Richiesta fornita
Secondo il brano fornito, quanti anni ha Maria quando, nel 1943, i partenopei insorgono cacciando i nazisti?

Napoli, 1943. Maria ha sei anni quando i partenopei insorgono cacciando i nazisti. È una bambina silenziosa e ben educata, la preferita della maestra Lisetta. Mentre la Seconda guerra mondiale scema, Maria scopre la violenza di genere e al contempo la grande forza e determinazione della madre che non esita a soccorrere Lisetta, vittima di un fidanzato manesco. La sua famiglia, pur nelle difficoltà economiche, è una famiglia unita, che compatta la vita a testa alta.
Nel corso dei due decenni successivi, Maria avrà modo di rendersi conto delle contraddizioni che gli anni Cinquanta portano con sé. Mentre l’Italia rifiorisce con il boom economico, Maria, sua madre Aquila e le amiche si uniscono nell’unico legame attraverso cui rispondere al sopruso maschile: la sorellanza. C’è Sofia, che è cacciata di casa per essersi iscritta all’università, c’è Elena, c’è Anna, lasciata sola nel momento più difficile, ci sono Cinzia e Flora, che cercano di ritagliarsi uno spazio adeguato nel mercato del lavoro. E poi c’è Napoli, bella, accecante, madre di queste donne e ragazze che amano la propria terra e per questo, nel loro piccolo, lottano per cambiarla.

Estratto dei dati
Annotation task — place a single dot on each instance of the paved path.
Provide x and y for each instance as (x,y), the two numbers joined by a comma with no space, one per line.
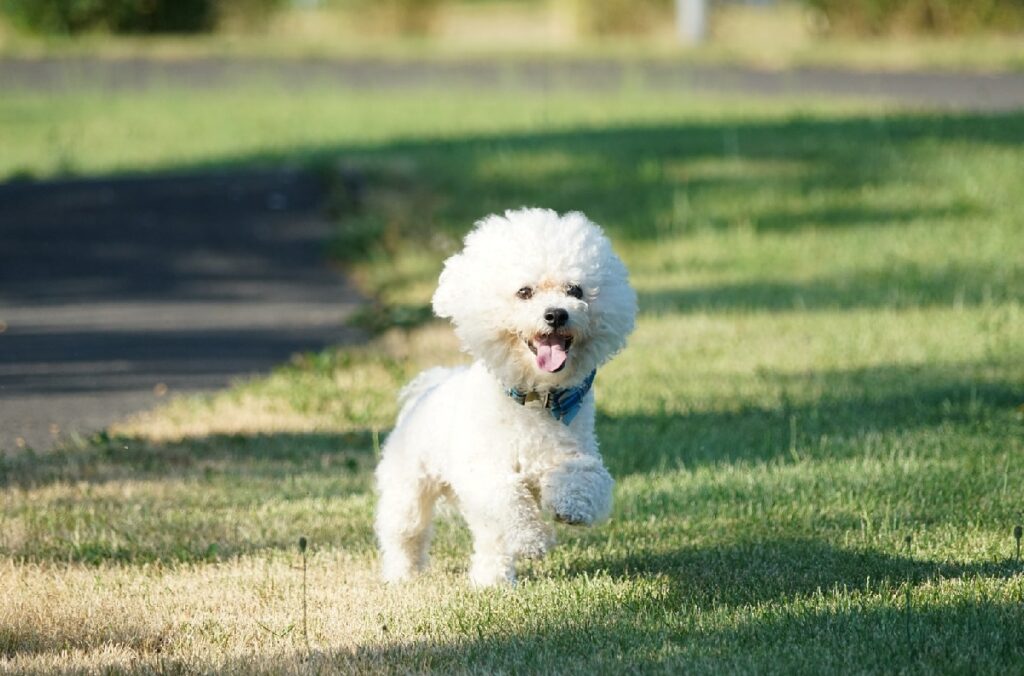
(934,89)
(116,292)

Risposta scritta
Maria ha sei anni.